━━ MATERIAL SHOWN ━━

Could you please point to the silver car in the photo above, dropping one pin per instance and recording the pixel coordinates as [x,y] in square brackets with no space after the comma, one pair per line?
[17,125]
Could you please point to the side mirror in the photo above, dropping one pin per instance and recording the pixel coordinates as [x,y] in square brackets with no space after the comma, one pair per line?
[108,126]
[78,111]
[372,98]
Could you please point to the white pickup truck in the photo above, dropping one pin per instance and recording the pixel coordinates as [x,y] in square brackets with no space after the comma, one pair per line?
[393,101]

━━━

GOAL
Write all the entries out again, swapping every "side mirror" for "rearview mirror" and changing nothing else.

ANSWER BELOW
Could you please point to the silver car in the photo above, dropping one pin per instance and recording the pixel coordinates as [x,y] in square brackets with no space after the comma, one pair per line?
[17,125]
Could you please point to the rearview mirror in the photo above, dropping one pin per instance and recording the pixel coordinates as [x,y] in square brackets with no space after the comma, one pair per line?
[108,126]
[78,111]
[372,98]
Could you please point to the white pickup truck in the photo above, dropping one pin per instance and recording the pixel coordinates as [x,y] in square brackets with no space after the comma, one pair per line?
[393,101]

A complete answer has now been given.